What the task requires
Update the records below so that each occurrence of "medical scan" becomes "image", with all other text left unchanged.

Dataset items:
━━━━━━━━━━

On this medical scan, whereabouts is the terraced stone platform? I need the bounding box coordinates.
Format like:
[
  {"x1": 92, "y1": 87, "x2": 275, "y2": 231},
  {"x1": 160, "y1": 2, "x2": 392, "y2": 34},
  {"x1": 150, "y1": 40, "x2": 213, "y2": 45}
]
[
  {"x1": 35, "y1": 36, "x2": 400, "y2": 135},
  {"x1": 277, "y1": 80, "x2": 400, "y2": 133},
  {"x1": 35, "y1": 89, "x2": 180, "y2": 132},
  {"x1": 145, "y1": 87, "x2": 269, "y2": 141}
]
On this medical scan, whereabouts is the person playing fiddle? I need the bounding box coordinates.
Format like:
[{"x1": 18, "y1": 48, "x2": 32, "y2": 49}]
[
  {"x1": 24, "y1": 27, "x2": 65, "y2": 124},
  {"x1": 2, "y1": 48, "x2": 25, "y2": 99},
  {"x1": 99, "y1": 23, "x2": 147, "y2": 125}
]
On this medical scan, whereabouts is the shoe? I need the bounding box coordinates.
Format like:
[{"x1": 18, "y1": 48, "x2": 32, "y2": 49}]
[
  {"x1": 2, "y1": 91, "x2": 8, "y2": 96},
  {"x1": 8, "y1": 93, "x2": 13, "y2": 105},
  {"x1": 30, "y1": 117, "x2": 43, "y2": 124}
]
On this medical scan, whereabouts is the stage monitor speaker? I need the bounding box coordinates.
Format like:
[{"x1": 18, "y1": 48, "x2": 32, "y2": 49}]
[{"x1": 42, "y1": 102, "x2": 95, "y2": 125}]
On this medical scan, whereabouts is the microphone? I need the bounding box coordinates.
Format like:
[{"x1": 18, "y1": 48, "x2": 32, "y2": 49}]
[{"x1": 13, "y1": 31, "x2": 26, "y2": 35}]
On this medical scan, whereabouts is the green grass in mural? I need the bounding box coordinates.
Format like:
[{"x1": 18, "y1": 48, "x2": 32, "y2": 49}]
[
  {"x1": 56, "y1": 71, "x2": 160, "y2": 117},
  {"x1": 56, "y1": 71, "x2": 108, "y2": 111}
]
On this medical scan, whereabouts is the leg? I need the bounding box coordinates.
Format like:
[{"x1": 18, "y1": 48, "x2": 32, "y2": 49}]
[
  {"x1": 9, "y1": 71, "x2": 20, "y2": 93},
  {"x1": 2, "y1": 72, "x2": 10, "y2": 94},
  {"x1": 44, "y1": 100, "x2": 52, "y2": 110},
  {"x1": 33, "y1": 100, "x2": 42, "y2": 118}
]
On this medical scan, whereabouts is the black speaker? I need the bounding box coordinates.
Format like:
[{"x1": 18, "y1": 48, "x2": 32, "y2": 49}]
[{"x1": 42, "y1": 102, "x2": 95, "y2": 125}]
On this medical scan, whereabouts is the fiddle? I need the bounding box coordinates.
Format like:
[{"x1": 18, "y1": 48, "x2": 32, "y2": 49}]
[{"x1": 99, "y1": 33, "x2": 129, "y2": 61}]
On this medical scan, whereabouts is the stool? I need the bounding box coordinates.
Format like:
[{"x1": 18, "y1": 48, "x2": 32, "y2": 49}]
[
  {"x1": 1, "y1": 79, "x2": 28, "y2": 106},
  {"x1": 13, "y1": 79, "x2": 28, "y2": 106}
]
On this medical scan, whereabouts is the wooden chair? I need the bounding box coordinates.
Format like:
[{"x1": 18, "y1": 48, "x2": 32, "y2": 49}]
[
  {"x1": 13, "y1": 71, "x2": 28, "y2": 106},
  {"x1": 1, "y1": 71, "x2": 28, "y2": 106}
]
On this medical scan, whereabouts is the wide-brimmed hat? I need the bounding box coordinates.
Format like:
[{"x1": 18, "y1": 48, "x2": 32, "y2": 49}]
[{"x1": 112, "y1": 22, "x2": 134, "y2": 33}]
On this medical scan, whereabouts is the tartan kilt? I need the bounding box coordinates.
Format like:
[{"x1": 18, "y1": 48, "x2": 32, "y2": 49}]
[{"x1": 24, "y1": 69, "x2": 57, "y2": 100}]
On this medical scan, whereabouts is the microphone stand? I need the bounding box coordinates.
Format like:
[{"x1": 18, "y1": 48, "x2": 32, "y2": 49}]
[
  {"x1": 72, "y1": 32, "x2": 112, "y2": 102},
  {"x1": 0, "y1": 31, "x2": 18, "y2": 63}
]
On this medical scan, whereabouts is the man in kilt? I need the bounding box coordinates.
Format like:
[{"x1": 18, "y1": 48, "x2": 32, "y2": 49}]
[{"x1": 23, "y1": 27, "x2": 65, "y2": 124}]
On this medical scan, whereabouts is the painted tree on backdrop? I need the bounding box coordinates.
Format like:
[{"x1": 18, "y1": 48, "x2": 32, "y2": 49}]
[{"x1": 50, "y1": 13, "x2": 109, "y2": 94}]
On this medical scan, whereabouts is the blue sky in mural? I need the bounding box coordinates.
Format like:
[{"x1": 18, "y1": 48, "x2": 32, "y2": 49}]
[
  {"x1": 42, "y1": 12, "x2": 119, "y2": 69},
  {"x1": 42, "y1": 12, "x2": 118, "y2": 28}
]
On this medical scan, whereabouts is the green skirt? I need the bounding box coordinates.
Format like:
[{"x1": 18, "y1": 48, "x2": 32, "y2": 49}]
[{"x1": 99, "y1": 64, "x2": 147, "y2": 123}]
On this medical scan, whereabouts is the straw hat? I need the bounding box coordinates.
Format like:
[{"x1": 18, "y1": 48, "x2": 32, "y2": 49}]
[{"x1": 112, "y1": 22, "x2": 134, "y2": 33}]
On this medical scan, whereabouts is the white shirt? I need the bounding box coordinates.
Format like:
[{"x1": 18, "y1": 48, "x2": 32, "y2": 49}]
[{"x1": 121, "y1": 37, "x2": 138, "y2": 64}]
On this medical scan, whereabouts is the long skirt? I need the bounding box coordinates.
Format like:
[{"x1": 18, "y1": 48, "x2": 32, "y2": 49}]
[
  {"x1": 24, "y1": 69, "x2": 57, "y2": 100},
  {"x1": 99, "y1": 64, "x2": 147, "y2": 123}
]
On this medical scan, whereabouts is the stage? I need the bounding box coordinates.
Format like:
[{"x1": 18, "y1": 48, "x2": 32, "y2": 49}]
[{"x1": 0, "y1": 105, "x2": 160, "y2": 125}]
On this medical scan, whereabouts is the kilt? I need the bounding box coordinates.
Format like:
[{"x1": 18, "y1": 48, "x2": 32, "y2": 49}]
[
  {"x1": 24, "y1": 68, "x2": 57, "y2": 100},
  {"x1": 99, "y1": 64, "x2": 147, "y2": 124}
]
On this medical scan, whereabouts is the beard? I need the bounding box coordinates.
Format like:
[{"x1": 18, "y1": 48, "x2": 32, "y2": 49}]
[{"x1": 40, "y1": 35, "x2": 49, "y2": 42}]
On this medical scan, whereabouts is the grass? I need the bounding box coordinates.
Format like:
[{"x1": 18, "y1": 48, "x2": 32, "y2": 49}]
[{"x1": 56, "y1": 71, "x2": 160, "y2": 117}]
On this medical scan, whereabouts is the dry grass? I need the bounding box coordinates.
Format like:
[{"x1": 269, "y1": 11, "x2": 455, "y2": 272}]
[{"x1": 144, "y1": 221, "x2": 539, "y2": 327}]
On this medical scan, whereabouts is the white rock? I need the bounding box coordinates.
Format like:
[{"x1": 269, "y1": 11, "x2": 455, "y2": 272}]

━━━━━━━━━━

Written solution
On this image, whereabouts is the terraced stone platform? I need the bounding box coordinates.
Format like:
[
  {"x1": 92, "y1": 87, "x2": 275, "y2": 231},
  {"x1": 160, "y1": 2, "x2": 392, "y2": 34},
  {"x1": 150, "y1": 40, "x2": 213, "y2": 45}
]
[
  {"x1": 35, "y1": 36, "x2": 400, "y2": 135},
  {"x1": 277, "y1": 80, "x2": 400, "y2": 133},
  {"x1": 35, "y1": 89, "x2": 180, "y2": 132},
  {"x1": 145, "y1": 87, "x2": 269, "y2": 141}
]
On this image, whereabouts is the person playing fiddle? I need the bounding box coordinates.
Format like:
[{"x1": 18, "y1": 48, "x2": 32, "y2": 49}]
[
  {"x1": 24, "y1": 27, "x2": 65, "y2": 124},
  {"x1": 2, "y1": 48, "x2": 25, "y2": 99},
  {"x1": 99, "y1": 23, "x2": 147, "y2": 125}
]
On this image, whereabouts is the shoe? I need the bounding box coordinates.
Format like:
[{"x1": 18, "y1": 48, "x2": 32, "y2": 49}]
[
  {"x1": 2, "y1": 91, "x2": 8, "y2": 96},
  {"x1": 8, "y1": 93, "x2": 13, "y2": 105},
  {"x1": 30, "y1": 117, "x2": 43, "y2": 124}
]
On this image, whereabouts is the stage monitor speaker? I need the bounding box coordinates.
Format like:
[{"x1": 18, "y1": 48, "x2": 32, "y2": 49}]
[{"x1": 42, "y1": 102, "x2": 95, "y2": 125}]
On this image, whereabouts is the microphone? I need the bounding box coordinates.
Format like:
[{"x1": 18, "y1": 48, "x2": 32, "y2": 49}]
[{"x1": 13, "y1": 31, "x2": 26, "y2": 35}]
On this image, whereabouts is the green grass in mural? I need the bounding box coordinates.
Format like:
[{"x1": 18, "y1": 48, "x2": 32, "y2": 49}]
[
  {"x1": 56, "y1": 71, "x2": 160, "y2": 117},
  {"x1": 56, "y1": 71, "x2": 108, "y2": 111}
]
On this image, whereabouts is the leg? I need the bounding box coordinates.
Format like:
[{"x1": 18, "y1": 48, "x2": 32, "y2": 49}]
[
  {"x1": 9, "y1": 71, "x2": 20, "y2": 93},
  {"x1": 2, "y1": 72, "x2": 10, "y2": 94},
  {"x1": 44, "y1": 100, "x2": 52, "y2": 110},
  {"x1": 33, "y1": 100, "x2": 42, "y2": 118}
]
On this image, whereabouts is the black speaker? I need the bounding box coordinates.
Format like:
[{"x1": 18, "y1": 48, "x2": 32, "y2": 49}]
[{"x1": 42, "y1": 102, "x2": 95, "y2": 125}]
On this image, whereabouts is the fiddle? I need the bounding box coordinates.
Format like:
[{"x1": 18, "y1": 48, "x2": 32, "y2": 49}]
[{"x1": 99, "y1": 33, "x2": 129, "y2": 61}]
On this image, whereabouts is the stool? I need the bounding box coordinates.
Format like:
[{"x1": 18, "y1": 48, "x2": 32, "y2": 49}]
[
  {"x1": 1, "y1": 79, "x2": 28, "y2": 106},
  {"x1": 13, "y1": 79, "x2": 28, "y2": 106}
]
On this image, whereabouts is the wooden chair? I need the bounding box coordinates.
Format like:
[{"x1": 18, "y1": 48, "x2": 32, "y2": 49}]
[
  {"x1": 13, "y1": 71, "x2": 28, "y2": 106},
  {"x1": 1, "y1": 71, "x2": 28, "y2": 106}
]
On this image, whereabouts is the wide-brimmed hat? I need the bounding box coordinates.
Format like:
[{"x1": 18, "y1": 48, "x2": 32, "y2": 49}]
[{"x1": 112, "y1": 22, "x2": 134, "y2": 33}]
On this image, whereabouts is the tartan kilt? I need the bounding box coordinates.
Format like:
[{"x1": 18, "y1": 48, "x2": 32, "y2": 49}]
[{"x1": 24, "y1": 69, "x2": 57, "y2": 100}]
On this image, whereabouts is the microphone stand? I need the bounding box coordinates.
Format like:
[{"x1": 18, "y1": 48, "x2": 32, "y2": 49}]
[
  {"x1": 72, "y1": 32, "x2": 112, "y2": 102},
  {"x1": 0, "y1": 31, "x2": 18, "y2": 63}
]
On this image, whereabouts is the man in kilt? I need the bounding box coordinates.
Format like:
[{"x1": 18, "y1": 48, "x2": 32, "y2": 49}]
[{"x1": 23, "y1": 27, "x2": 65, "y2": 124}]
On this image, whereabouts is the painted tree on backdrop? I need the bounding box coordinates.
Format like:
[{"x1": 18, "y1": 48, "x2": 32, "y2": 49}]
[{"x1": 50, "y1": 13, "x2": 109, "y2": 94}]
On this image, whereabouts is the blue sky in mural? I need the bounding box coordinates.
Format like:
[{"x1": 18, "y1": 48, "x2": 32, "y2": 49}]
[
  {"x1": 42, "y1": 12, "x2": 119, "y2": 69},
  {"x1": 42, "y1": 12, "x2": 118, "y2": 28}
]
On this image, whereabouts is the green skirt? I need the bounding box coordinates.
Format like:
[{"x1": 18, "y1": 48, "x2": 32, "y2": 49}]
[{"x1": 99, "y1": 64, "x2": 147, "y2": 123}]
On this image, whereabouts is the straw hat? I need the bounding box coordinates.
Format like:
[{"x1": 18, "y1": 48, "x2": 32, "y2": 49}]
[{"x1": 112, "y1": 22, "x2": 134, "y2": 33}]
On this image, whereabouts is the white shirt? I need the bounding box coordinates.
Format like:
[{"x1": 18, "y1": 48, "x2": 32, "y2": 49}]
[{"x1": 121, "y1": 37, "x2": 138, "y2": 64}]
On this image, whereabouts is the long skirt? I need the bounding box coordinates.
Format like:
[{"x1": 18, "y1": 48, "x2": 32, "y2": 49}]
[
  {"x1": 24, "y1": 69, "x2": 57, "y2": 100},
  {"x1": 99, "y1": 64, "x2": 147, "y2": 123}
]
On this image, whereabouts is the stage? I need the bounding box coordinates.
Format like:
[{"x1": 18, "y1": 48, "x2": 32, "y2": 49}]
[{"x1": 0, "y1": 105, "x2": 160, "y2": 125}]
On this image, whereabouts is the kilt? I need the bounding box coordinates.
Format like:
[{"x1": 18, "y1": 48, "x2": 32, "y2": 49}]
[
  {"x1": 24, "y1": 68, "x2": 57, "y2": 100},
  {"x1": 99, "y1": 64, "x2": 147, "y2": 124}
]
On this image, whereabouts is the beard? I need the bounding box coordinates.
Format like:
[{"x1": 18, "y1": 48, "x2": 32, "y2": 49}]
[{"x1": 40, "y1": 35, "x2": 49, "y2": 42}]
On this image, whereabouts is the grass? I need the bounding box coordinates.
Format like:
[{"x1": 18, "y1": 48, "x2": 32, "y2": 49}]
[{"x1": 56, "y1": 71, "x2": 160, "y2": 117}]
On this image, whereabouts is the dry grass? I need the bounding box coordinates.
Format like:
[{"x1": 269, "y1": 11, "x2": 455, "y2": 272}]
[{"x1": 144, "y1": 221, "x2": 539, "y2": 327}]
On this image, whereabouts is the white rock? I need the bounding box coordinates.
Format like:
[{"x1": 269, "y1": 11, "x2": 455, "y2": 272}]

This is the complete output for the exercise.